[Pointing dataset excerpts]
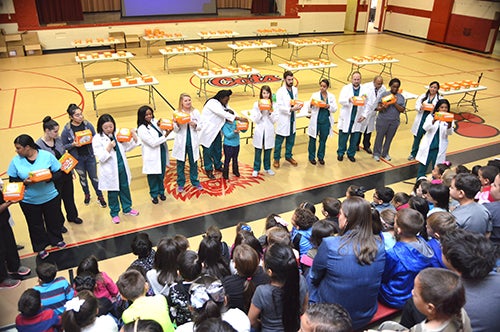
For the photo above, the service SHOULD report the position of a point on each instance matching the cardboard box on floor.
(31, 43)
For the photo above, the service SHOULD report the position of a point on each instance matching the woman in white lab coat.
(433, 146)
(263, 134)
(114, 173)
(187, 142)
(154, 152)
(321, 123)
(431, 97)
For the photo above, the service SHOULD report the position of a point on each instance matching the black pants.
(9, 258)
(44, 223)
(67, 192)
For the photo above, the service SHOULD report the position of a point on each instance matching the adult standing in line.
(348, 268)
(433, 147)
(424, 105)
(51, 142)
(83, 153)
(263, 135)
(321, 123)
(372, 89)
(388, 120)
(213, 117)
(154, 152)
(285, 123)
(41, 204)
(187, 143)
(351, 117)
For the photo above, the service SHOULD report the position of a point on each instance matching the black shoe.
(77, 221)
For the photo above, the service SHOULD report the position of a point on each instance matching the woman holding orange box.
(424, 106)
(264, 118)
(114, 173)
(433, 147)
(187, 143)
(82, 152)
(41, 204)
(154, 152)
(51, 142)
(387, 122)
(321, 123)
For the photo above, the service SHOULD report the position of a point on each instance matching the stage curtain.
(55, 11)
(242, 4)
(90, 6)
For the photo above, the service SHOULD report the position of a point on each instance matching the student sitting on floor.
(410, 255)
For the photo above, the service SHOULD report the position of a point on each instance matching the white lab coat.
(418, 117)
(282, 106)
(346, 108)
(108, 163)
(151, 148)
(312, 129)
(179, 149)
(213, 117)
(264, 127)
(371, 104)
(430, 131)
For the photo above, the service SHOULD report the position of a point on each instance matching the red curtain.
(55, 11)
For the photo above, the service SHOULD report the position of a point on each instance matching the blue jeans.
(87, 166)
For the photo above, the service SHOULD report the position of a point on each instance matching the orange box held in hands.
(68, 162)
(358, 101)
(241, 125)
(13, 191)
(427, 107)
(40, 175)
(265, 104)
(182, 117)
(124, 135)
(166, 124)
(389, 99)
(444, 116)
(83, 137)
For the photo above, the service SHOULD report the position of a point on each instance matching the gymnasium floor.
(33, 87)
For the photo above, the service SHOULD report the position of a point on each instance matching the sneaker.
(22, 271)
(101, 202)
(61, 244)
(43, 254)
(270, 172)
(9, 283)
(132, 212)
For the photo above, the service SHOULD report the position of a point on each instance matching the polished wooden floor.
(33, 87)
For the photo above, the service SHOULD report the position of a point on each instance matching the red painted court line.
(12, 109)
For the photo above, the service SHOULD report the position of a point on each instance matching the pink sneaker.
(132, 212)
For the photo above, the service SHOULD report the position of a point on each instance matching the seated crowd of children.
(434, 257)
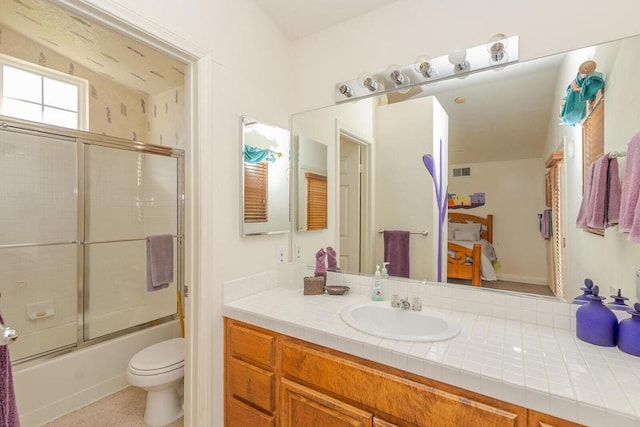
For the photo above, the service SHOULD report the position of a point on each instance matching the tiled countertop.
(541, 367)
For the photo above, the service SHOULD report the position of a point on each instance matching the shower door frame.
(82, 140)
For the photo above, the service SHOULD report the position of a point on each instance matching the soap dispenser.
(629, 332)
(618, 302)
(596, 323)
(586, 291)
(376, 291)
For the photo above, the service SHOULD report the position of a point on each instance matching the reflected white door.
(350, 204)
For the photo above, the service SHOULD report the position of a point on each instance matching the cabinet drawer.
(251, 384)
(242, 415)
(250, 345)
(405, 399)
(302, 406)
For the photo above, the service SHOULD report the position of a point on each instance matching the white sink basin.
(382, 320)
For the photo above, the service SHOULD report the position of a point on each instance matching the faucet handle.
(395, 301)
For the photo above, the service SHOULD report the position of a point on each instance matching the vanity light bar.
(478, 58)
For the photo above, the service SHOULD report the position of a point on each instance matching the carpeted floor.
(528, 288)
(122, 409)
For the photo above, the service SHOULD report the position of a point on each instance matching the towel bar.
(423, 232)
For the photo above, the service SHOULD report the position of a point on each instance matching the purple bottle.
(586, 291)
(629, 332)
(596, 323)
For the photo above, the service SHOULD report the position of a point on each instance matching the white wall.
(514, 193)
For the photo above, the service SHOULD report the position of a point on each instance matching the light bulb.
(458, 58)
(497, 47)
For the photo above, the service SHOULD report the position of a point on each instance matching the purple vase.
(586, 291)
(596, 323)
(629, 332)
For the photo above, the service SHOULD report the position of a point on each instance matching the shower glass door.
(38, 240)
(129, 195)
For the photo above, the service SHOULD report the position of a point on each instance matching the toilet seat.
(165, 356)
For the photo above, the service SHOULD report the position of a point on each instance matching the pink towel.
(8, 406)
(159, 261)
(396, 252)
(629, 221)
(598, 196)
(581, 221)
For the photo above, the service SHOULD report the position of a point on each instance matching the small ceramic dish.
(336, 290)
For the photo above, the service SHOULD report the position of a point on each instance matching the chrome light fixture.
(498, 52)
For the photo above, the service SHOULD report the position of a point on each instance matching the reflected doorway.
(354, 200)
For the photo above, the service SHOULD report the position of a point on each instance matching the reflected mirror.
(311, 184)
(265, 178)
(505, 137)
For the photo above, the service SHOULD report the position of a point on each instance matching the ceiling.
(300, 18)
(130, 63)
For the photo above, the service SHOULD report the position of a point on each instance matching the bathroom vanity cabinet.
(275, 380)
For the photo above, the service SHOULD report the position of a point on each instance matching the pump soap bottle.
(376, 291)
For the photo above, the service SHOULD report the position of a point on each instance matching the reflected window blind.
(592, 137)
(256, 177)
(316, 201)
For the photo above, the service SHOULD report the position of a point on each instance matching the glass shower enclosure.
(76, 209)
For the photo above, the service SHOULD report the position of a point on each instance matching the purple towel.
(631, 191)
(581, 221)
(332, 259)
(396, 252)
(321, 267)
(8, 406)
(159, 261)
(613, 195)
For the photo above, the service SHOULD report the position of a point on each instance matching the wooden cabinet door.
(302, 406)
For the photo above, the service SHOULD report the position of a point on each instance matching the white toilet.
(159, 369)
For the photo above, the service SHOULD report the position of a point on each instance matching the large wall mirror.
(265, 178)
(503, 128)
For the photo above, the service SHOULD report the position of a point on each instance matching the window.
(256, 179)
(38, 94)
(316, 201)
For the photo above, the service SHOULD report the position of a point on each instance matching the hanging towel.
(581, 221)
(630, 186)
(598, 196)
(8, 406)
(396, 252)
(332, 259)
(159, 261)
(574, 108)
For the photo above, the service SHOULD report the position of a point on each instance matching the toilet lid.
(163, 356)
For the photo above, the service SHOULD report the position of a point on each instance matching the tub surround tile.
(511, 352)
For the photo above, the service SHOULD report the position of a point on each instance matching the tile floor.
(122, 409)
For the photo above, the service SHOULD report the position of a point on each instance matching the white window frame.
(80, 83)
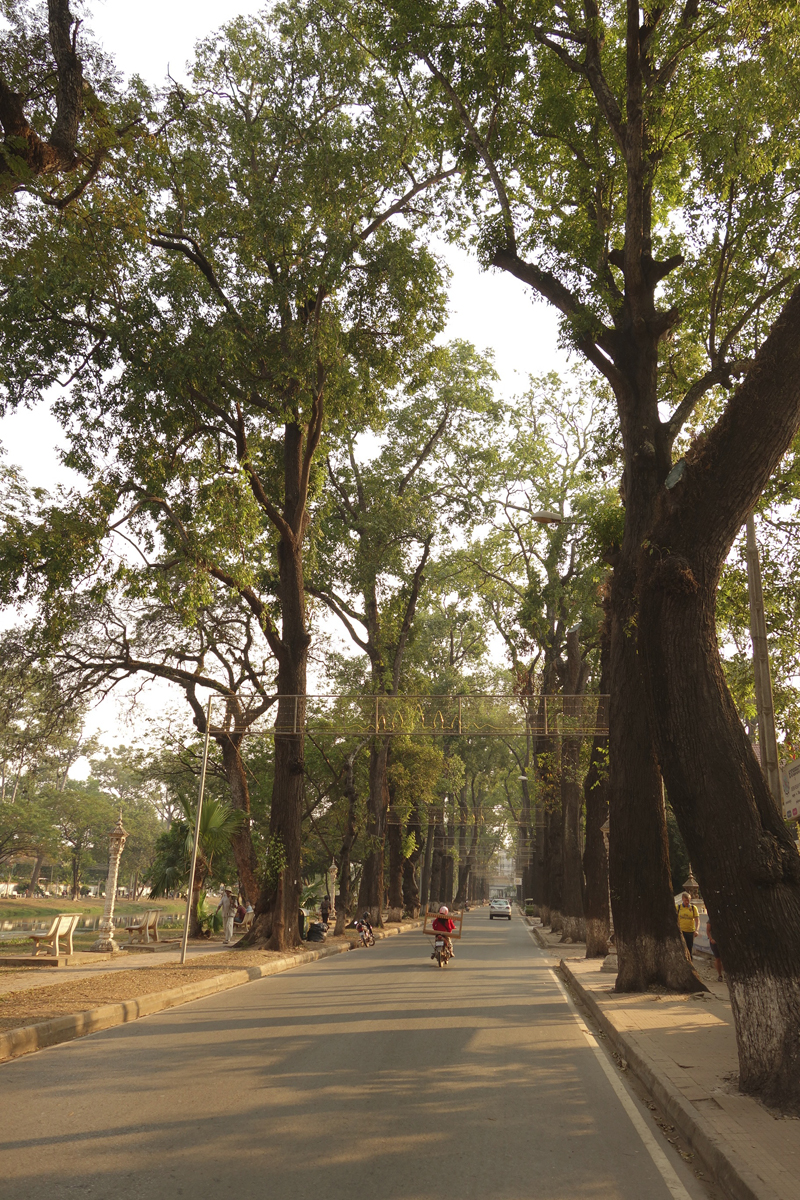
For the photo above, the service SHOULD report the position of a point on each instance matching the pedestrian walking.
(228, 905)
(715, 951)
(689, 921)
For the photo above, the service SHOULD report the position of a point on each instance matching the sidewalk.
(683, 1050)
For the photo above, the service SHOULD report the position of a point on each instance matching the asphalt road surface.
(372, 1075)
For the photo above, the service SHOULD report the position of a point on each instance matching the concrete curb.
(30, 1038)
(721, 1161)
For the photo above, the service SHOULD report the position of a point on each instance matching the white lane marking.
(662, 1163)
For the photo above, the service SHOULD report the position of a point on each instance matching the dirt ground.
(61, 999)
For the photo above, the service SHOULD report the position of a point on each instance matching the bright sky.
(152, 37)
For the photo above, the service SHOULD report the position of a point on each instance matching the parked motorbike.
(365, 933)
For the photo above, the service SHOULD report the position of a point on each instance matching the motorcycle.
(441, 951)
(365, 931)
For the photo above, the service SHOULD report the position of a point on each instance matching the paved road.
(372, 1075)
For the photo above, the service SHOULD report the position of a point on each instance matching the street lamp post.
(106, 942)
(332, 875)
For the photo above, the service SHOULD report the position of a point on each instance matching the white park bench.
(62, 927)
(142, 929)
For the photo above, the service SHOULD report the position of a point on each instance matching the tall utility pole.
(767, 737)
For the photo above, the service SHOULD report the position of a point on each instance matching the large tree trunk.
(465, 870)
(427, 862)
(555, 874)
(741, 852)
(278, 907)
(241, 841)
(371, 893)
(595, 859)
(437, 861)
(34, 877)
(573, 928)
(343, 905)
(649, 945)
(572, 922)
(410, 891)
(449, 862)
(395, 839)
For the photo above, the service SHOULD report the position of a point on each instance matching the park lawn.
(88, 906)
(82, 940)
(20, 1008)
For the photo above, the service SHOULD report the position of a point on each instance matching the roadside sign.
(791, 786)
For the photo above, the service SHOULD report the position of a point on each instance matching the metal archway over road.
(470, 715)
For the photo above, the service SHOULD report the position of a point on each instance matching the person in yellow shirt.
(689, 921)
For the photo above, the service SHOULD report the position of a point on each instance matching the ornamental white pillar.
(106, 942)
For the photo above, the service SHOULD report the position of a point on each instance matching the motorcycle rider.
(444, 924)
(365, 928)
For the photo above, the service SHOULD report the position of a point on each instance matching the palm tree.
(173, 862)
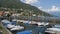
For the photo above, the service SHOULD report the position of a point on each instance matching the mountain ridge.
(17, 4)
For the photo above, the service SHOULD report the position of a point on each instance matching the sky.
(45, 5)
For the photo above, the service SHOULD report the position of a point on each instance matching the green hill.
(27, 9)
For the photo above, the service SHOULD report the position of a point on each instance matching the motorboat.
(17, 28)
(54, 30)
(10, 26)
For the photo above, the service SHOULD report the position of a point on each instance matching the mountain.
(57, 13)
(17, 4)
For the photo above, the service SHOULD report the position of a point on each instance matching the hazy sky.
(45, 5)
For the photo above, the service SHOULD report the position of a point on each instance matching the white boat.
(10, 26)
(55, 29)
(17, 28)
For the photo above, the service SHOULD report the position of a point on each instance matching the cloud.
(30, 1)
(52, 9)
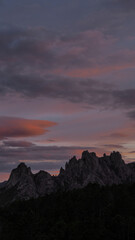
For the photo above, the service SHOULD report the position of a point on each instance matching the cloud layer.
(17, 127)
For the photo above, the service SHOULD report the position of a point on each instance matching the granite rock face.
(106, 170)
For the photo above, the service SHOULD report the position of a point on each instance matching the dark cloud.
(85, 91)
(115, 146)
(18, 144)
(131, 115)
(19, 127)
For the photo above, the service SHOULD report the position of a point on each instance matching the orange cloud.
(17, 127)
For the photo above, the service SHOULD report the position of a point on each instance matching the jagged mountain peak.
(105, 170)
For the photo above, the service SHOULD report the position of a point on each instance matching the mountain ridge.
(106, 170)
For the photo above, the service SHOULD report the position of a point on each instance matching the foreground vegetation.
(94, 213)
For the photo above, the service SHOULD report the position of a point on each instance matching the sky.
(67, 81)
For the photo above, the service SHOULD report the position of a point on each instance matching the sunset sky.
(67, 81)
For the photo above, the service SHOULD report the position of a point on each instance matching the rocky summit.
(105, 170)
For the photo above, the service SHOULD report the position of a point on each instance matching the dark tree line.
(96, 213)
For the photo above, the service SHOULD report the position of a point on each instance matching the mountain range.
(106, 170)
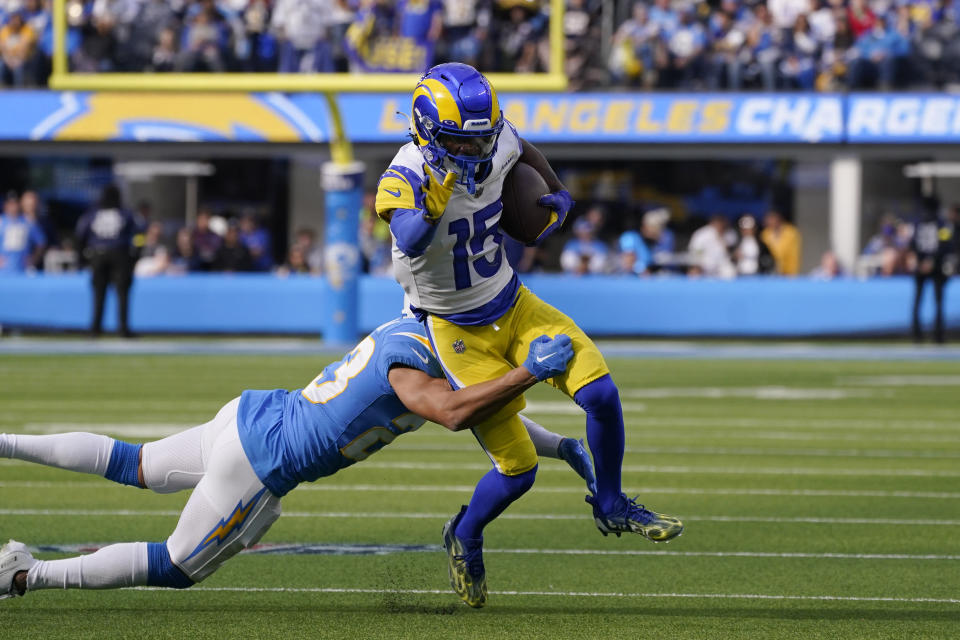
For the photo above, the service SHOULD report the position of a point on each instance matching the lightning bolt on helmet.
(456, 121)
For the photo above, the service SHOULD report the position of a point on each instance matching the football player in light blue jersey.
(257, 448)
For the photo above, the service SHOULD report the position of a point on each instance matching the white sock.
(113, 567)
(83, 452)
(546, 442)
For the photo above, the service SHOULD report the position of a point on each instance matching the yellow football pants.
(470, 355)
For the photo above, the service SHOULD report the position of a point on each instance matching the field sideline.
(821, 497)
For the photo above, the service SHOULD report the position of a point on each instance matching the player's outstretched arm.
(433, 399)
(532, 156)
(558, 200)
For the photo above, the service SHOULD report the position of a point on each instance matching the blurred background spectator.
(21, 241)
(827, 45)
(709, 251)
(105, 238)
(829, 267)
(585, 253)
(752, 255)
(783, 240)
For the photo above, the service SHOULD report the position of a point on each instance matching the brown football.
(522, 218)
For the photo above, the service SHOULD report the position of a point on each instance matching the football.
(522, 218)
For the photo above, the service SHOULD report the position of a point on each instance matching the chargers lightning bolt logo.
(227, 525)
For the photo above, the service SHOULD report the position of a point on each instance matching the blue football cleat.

** The request **
Retype exactly, please, each line from the line that contains "the field sideline." through the last line of the entries above, with nothing added.

** Result below **
For the photo above, the service SHOULD report the position of a point on each instance matching the field sideline.
(821, 497)
For the photo above, the service SHOULD report the position of a point on each instance matching the player's outstretched arm.
(433, 399)
(532, 156)
(558, 200)
For the photo above, the service SHOULD report the position of a point on each instance matching the blurred background spectator.
(21, 241)
(827, 45)
(709, 251)
(105, 238)
(829, 267)
(585, 253)
(752, 255)
(783, 240)
For the photo above, the service SHOULD report the position of a point on each instance matching the brown football.
(522, 218)
For the photo above, the service SHOULD report the position of a point on each instance matching the football.
(522, 218)
For the photo above, the service SHOULD report the position of a point on each instance matching the chargers lightning bolt logo.
(227, 525)
For the photo above, the service SHOULD report the position of a point on each instance matching the blue football cleat.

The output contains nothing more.